■ Required task ■
Reproduce the listing word for word, from its first line through the line that contains "[7,277,66,300]", and leave out the pictures.

══════

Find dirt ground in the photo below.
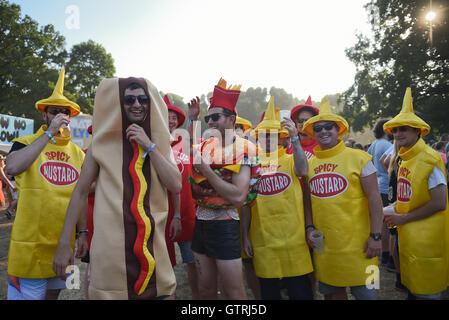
[0,212,449,300]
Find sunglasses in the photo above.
[298,118,309,123]
[391,127,408,133]
[47,108,70,116]
[204,113,227,123]
[313,122,336,132]
[124,95,150,106]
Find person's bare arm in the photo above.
[5,113,70,176]
[53,149,99,279]
[360,173,383,259]
[126,124,182,193]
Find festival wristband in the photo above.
[44,131,58,144]
[142,143,156,159]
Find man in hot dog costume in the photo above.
[53,78,182,299]
[383,88,449,299]
[189,79,260,299]
[6,70,85,300]
[164,95,199,300]
[242,97,313,300]
[304,98,382,299]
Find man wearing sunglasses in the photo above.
[383,88,449,299]
[6,70,87,300]
[189,79,259,300]
[304,98,382,300]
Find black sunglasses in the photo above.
[298,118,309,123]
[47,108,70,116]
[313,122,336,132]
[391,127,408,133]
[124,95,150,106]
[204,113,228,123]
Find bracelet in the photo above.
[44,131,58,144]
[142,143,156,159]
[291,136,299,143]
[306,224,316,232]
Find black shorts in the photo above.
[192,219,242,260]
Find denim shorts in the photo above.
[318,281,376,300]
[177,241,195,263]
[192,219,242,260]
[7,277,66,300]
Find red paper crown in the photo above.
[164,95,186,128]
[209,78,241,113]
[290,96,320,123]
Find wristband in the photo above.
[142,143,156,159]
[44,131,58,144]
[306,224,316,232]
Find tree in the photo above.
[341,0,449,135]
[66,40,115,113]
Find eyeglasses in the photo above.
[204,113,228,123]
[391,127,408,133]
[313,122,336,132]
[47,108,70,116]
[124,95,150,106]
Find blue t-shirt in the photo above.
[368,139,391,194]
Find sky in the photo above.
[10,0,371,102]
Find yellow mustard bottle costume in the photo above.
[8,126,84,279]
[308,141,377,287]
[249,148,313,278]
[396,139,449,295]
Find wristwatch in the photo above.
[369,233,382,241]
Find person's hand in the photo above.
[53,242,73,280]
[168,218,182,241]
[243,237,254,258]
[281,118,298,139]
[126,123,152,150]
[306,230,316,249]
[47,113,70,136]
[363,237,382,259]
[75,233,89,259]
[187,97,200,119]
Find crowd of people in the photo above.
[0,70,449,300]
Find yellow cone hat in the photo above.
[384,88,430,136]
[251,96,288,138]
[235,116,253,133]
[36,69,80,117]
[303,97,349,138]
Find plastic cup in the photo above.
[311,230,324,253]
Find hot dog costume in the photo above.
[8,70,84,279]
[304,98,378,287]
[189,79,260,209]
[249,97,313,278]
[89,78,176,299]
[384,88,449,295]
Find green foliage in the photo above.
[341,0,449,136]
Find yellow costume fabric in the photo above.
[8,126,84,278]
[396,139,449,295]
[249,148,313,278]
[308,141,377,287]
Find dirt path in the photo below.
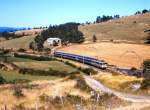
[84,76,150,104]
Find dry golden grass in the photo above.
[94,72,142,90]
[15,29,43,36]
[0,35,35,49]
[0,78,90,107]
[59,43,150,68]
[79,13,150,43]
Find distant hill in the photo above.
[79,13,150,43]
[0,27,27,32]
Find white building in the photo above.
[46,38,61,45]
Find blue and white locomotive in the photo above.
[54,52,107,69]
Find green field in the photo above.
[0,35,35,49]
[14,61,76,73]
[0,70,57,82]
[0,56,77,81]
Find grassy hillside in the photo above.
[0,35,35,49]
[79,13,150,43]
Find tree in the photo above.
[134,11,141,15]
[145,31,150,44]
[93,35,97,42]
[142,9,149,14]
[34,23,84,50]
[143,60,150,79]
[0,75,6,84]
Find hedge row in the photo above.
[14,53,53,61]
[19,68,75,77]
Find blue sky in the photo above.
[0,0,150,27]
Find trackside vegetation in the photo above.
[34,23,84,50]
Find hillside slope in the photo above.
[79,13,150,43]
[0,35,35,49]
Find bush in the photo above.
[14,53,52,61]
[13,86,24,98]
[39,94,50,103]
[0,75,6,84]
[65,61,77,68]
[79,67,97,75]
[17,48,26,52]
[19,68,69,77]
[10,79,30,84]
[75,76,93,92]
[143,60,150,79]
[34,23,84,51]
[141,79,150,89]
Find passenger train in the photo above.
[54,52,107,69]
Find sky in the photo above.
[0,0,150,27]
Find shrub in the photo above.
[0,75,6,84]
[65,61,77,68]
[19,68,69,77]
[13,86,24,98]
[79,68,97,75]
[14,53,52,61]
[75,76,93,92]
[39,94,50,103]
[141,79,150,89]
[17,48,26,52]
[10,79,30,84]
[143,60,150,79]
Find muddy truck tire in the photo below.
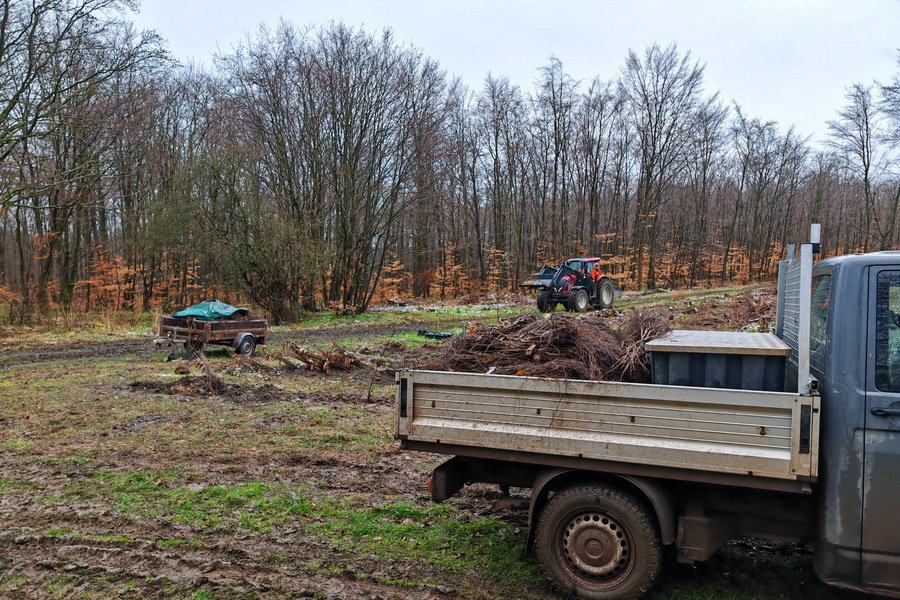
[535,485,662,600]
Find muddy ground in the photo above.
[0,297,872,600]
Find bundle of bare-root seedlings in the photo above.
[424,312,669,383]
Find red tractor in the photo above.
[522,258,621,312]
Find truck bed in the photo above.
[396,371,819,491]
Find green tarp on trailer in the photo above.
[175,300,250,321]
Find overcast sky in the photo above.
[128,0,900,140]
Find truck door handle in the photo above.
[871,407,900,417]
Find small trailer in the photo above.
[159,300,269,358]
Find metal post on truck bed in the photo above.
[776,224,820,396]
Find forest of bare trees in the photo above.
[0,0,900,322]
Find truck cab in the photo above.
[810,252,900,597]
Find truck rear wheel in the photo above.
[535,485,662,600]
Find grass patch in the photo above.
[72,471,543,585]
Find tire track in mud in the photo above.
[0,529,453,600]
[0,453,455,600]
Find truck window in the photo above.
[809,275,831,371]
[875,271,900,392]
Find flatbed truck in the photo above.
[396,234,900,600]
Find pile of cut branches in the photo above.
[290,342,362,373]
[424,312,669,383]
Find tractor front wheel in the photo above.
[566,290,590,312]
[538,290,556,312]
[597,279,616,308]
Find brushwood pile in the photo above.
[424,312,669,383]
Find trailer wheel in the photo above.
[184,340,205,360]
[535,485,662,600]
[235,333,256,358]
[538,290,556,312]
[597,279,616,308]
[566,290,590,312]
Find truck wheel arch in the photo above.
[525,469,678,554]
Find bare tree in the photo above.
[621,44,703,287]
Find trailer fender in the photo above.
[525,469,678,555]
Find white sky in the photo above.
[128,0,900,141]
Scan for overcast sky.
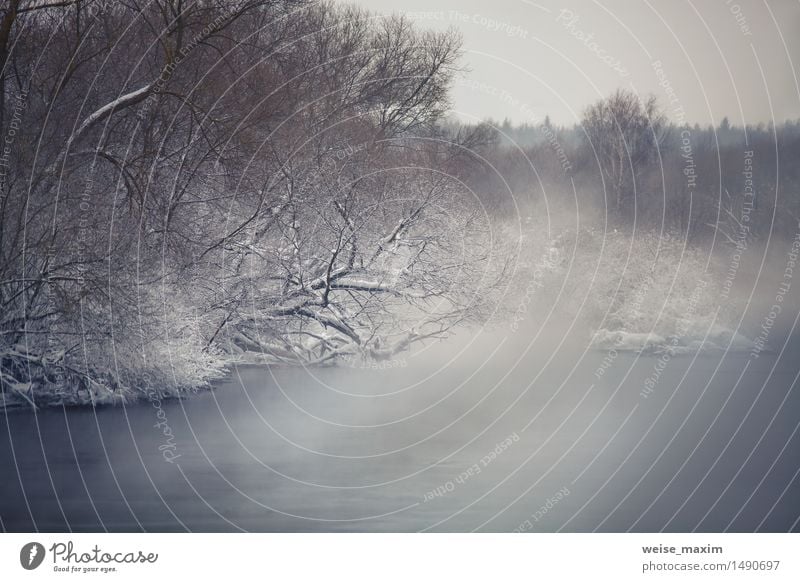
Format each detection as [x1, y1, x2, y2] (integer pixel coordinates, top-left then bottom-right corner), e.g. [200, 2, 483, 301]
[336, 0, 800, 125]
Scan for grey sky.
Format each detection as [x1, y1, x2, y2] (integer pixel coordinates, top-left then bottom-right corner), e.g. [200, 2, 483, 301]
[340, 0, 800, 125]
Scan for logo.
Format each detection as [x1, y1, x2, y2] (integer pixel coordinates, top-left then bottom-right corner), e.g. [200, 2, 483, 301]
[19, 542, 45, 570]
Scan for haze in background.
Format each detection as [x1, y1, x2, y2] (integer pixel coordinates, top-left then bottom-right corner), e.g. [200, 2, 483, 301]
[348, 0, 800, 125]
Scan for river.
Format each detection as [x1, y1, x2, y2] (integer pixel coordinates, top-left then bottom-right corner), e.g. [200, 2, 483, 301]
[0, 332, 800, 532]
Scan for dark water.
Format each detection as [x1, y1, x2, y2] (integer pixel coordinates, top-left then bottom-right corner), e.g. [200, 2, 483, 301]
[0, 334, 800, 531]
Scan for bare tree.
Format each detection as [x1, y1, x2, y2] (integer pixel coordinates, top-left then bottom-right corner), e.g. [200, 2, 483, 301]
[582, 89, 666, 216]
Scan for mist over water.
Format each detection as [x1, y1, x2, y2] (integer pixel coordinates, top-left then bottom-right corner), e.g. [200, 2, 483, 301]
[0, 302, 800, 531]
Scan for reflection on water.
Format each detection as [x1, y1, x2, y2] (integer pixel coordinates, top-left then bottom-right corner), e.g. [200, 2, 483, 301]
[0, 334, 800, 531]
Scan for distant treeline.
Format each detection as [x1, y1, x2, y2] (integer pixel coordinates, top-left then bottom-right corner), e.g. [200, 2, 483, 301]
[454, 91, 800, 244]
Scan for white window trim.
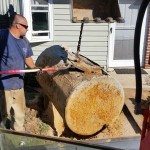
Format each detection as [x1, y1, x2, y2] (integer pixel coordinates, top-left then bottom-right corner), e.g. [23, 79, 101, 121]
[22, 0, 53, 43]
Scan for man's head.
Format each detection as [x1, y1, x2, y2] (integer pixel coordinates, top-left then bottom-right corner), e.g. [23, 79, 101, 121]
[10, 14, 28, 36]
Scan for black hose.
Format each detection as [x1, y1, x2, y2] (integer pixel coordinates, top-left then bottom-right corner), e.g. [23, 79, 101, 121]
[134, 0, 150, 114]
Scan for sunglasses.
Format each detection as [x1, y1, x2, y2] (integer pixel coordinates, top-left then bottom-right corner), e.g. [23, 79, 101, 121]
[18, 23, 28, 29]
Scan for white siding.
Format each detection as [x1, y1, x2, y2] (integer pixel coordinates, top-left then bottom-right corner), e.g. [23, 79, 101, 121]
[32, 0, 108, 66]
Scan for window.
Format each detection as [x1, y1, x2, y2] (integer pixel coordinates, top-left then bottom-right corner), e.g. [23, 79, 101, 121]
[23, 0, 53, 42]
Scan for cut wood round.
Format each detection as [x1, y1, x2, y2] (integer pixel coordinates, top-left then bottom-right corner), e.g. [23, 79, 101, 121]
[36, 45, 124, 135]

══════

■ Written reply ■
Find dirt ground in the photo below.
[0,212,449,300]
Find sunglasses in the photo above.
[298,118,309,123]
[391,127,408,133]
[47,108,70,116]
[204,113,227,123]
[313,122,336,132]
[124,95,150,106]
Find person's bare arm in the photo above.
[5,113,70,176]
[53,149,99,279]
[360,173,383,259]
[126,124,182,193]
Find festival wristband in the photo above.
[44,131,58,144]
[142,143,156,159]
Find man in hot dog costume in the photo above.
[53,78,182,299]
[383,88,449,299]
[189,79,260,299]
[6,70,85,300]
[164,95,199,300]
[242,97,313,300]
[304,98,382,299]
Find man wearing sunglasses in the photo above.
[383,88,449,299]
[6,70,87,300]
[189,79,259,300]
[304,98,382,300]
Find black sunglasses in the photo above.
[298,118,309,123]
[47,108,70,116]
[313,122,336,132]
[391,127,408,133]
[124,95,150,106]
[204,113,228,123]
Find bracelet in the photo above.
[44,131,58,144]
[142,143,156,159]
[291,136,299,143]
[306,224,316,232]
Find black shorts in the photo above.
[192,219,242,260]
Find denim shorts in the photo above.
[318,281,376,300]
[177,241,195,263]
[192,219,242,260]
[7,277,66,300]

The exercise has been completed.